=== EXERCISE DATA ===

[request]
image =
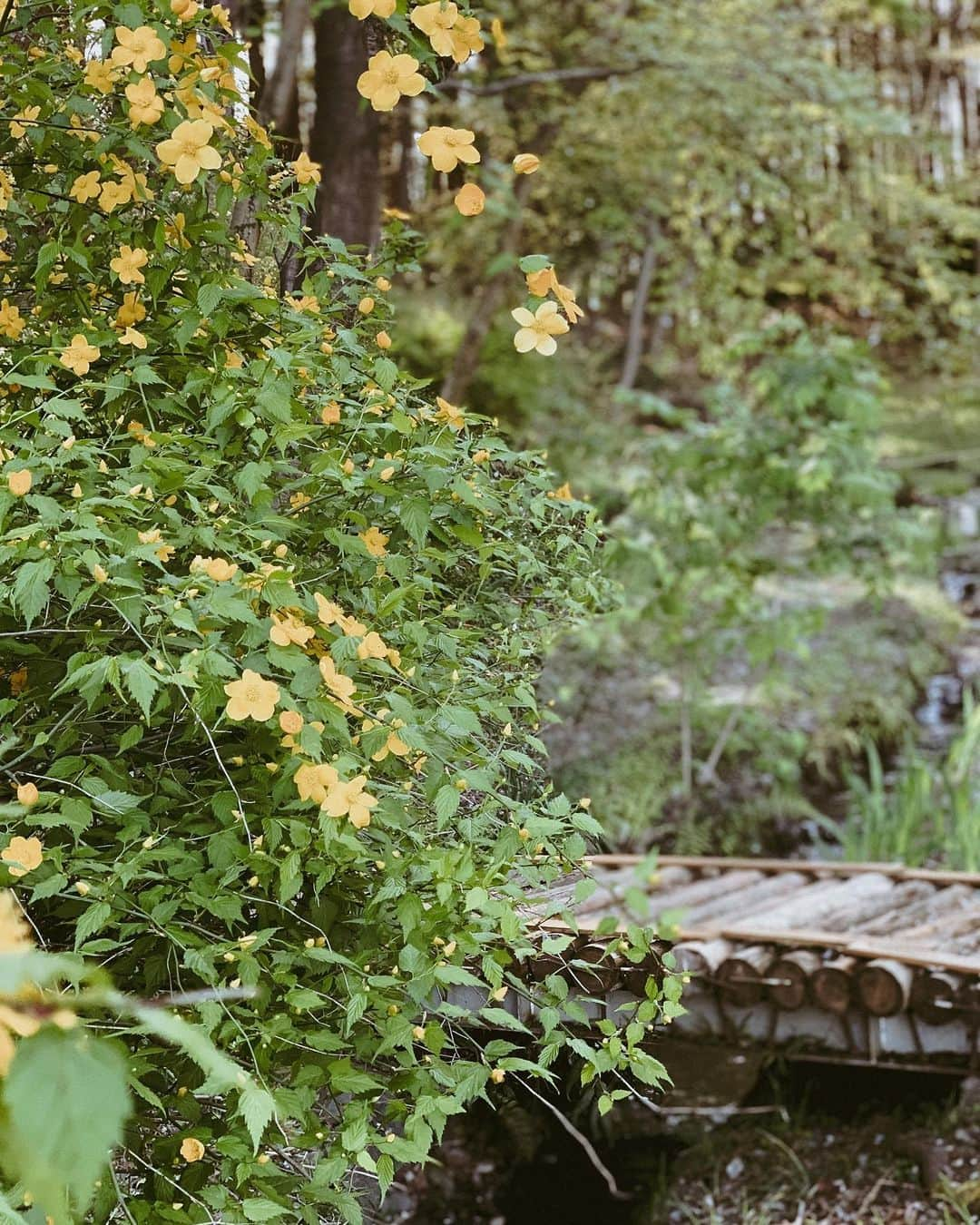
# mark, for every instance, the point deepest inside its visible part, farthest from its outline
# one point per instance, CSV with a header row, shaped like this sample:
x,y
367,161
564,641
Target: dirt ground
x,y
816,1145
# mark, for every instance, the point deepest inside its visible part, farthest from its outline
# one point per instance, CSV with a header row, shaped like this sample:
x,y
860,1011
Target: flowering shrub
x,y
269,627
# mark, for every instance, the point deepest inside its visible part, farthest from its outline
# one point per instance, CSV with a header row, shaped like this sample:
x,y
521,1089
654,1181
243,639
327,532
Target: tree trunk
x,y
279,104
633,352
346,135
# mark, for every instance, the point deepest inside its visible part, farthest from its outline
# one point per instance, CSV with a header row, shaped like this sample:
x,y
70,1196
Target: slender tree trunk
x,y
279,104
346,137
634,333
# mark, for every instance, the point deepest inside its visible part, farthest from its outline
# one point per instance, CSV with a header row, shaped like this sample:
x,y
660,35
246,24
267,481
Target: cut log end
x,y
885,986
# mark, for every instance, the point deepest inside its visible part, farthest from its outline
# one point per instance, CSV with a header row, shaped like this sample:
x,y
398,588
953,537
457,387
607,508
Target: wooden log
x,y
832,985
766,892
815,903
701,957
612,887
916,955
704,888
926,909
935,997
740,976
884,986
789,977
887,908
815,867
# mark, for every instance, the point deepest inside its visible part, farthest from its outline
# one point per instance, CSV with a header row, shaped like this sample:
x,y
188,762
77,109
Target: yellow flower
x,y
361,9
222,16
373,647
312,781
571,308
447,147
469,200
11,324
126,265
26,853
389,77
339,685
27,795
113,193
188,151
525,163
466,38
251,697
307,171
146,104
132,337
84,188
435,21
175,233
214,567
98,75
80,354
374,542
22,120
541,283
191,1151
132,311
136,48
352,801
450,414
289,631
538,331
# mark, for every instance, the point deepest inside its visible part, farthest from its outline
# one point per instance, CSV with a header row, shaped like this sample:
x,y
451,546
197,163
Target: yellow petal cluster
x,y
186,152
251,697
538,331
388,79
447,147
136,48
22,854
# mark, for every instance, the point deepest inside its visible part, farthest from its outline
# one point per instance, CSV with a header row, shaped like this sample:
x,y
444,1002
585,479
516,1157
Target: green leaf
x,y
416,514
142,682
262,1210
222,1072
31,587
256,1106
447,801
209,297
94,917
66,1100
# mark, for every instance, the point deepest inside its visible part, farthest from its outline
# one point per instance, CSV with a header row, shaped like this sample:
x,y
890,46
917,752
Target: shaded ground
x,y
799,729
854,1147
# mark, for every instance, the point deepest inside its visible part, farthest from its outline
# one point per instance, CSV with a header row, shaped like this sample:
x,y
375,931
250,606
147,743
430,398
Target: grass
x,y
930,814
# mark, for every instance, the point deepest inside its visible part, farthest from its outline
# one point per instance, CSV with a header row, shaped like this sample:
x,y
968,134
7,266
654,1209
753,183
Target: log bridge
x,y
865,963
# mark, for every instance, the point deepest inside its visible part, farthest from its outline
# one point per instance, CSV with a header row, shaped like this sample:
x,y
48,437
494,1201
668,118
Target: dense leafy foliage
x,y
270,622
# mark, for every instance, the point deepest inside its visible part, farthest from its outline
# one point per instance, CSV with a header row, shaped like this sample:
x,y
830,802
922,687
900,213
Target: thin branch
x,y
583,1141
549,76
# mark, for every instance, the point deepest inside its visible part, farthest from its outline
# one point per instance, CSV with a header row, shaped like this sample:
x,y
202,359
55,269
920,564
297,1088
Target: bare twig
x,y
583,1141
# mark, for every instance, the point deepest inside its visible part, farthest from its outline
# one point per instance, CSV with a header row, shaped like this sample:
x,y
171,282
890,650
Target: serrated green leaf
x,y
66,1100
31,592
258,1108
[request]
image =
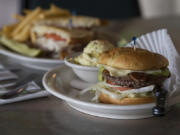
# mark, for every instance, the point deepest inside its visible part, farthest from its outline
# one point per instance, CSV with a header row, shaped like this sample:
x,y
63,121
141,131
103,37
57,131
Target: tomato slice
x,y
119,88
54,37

===
=== EXERCISE DATA ===

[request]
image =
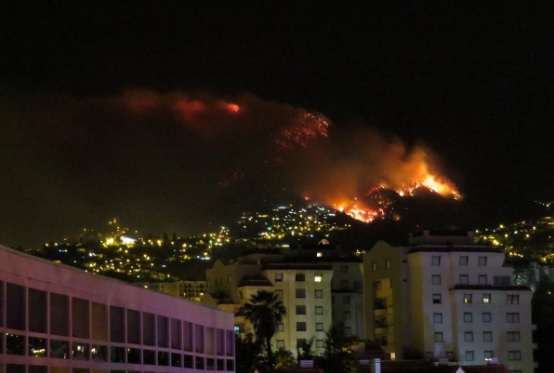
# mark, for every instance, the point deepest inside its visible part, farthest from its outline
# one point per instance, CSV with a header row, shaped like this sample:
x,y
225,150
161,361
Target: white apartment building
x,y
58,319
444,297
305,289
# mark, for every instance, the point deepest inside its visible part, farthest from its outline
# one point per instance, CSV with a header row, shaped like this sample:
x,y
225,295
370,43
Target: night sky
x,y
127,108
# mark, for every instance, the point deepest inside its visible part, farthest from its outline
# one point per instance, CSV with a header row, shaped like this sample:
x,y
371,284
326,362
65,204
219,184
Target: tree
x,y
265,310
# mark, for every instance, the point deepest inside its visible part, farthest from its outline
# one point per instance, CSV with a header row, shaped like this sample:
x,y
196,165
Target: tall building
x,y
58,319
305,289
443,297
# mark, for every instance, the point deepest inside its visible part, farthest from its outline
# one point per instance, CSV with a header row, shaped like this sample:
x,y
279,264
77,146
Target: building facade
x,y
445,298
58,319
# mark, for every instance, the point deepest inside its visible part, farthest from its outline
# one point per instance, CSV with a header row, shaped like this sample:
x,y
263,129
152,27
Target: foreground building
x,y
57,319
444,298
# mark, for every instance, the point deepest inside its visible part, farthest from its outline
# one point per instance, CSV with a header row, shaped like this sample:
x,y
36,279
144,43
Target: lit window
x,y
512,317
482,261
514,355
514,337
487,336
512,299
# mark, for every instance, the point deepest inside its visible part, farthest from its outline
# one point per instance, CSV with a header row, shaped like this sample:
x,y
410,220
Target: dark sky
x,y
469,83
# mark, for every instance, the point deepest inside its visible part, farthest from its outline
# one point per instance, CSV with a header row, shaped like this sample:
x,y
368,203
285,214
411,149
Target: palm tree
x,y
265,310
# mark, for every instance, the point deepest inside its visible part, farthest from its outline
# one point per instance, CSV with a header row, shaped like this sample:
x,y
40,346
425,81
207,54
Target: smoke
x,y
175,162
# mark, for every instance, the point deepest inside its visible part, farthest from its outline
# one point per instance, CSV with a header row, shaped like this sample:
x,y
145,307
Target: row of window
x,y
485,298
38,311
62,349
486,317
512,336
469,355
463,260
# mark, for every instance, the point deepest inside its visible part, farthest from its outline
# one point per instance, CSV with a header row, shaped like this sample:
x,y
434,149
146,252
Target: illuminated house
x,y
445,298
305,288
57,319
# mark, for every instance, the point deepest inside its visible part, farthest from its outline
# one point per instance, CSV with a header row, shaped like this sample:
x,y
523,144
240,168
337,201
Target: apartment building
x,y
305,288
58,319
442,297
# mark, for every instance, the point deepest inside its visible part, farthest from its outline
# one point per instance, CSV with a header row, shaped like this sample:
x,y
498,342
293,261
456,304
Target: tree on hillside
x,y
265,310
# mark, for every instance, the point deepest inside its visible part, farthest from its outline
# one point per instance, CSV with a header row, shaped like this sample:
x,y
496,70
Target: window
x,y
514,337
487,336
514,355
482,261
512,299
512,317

===
=== EXERCISE DATA ===

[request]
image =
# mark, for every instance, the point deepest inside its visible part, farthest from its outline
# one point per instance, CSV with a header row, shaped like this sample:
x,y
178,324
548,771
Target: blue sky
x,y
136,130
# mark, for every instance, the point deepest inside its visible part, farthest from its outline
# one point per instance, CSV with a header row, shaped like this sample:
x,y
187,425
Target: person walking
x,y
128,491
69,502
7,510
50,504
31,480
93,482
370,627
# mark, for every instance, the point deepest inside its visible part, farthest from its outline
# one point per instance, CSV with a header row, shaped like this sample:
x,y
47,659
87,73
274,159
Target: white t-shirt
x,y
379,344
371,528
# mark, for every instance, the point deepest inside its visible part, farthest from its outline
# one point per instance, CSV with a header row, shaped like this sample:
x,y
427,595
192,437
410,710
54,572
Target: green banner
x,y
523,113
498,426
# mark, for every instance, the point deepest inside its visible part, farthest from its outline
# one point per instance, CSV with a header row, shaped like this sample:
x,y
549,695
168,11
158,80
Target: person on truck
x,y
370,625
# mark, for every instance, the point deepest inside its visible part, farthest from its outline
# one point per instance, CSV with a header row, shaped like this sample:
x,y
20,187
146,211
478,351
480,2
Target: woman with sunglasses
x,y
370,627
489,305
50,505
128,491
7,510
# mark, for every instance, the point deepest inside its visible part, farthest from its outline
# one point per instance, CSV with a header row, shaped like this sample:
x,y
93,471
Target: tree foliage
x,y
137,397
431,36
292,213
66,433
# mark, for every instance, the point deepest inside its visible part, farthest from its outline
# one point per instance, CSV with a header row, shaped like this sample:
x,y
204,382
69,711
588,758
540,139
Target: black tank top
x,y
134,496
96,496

===

THE REQUEST -
Identify every line above that contains the string "apartment", and copy each of those lines. The match is case-sensitive.

WORKED SOLUTION -
Target: white apartment building
Target: apartment building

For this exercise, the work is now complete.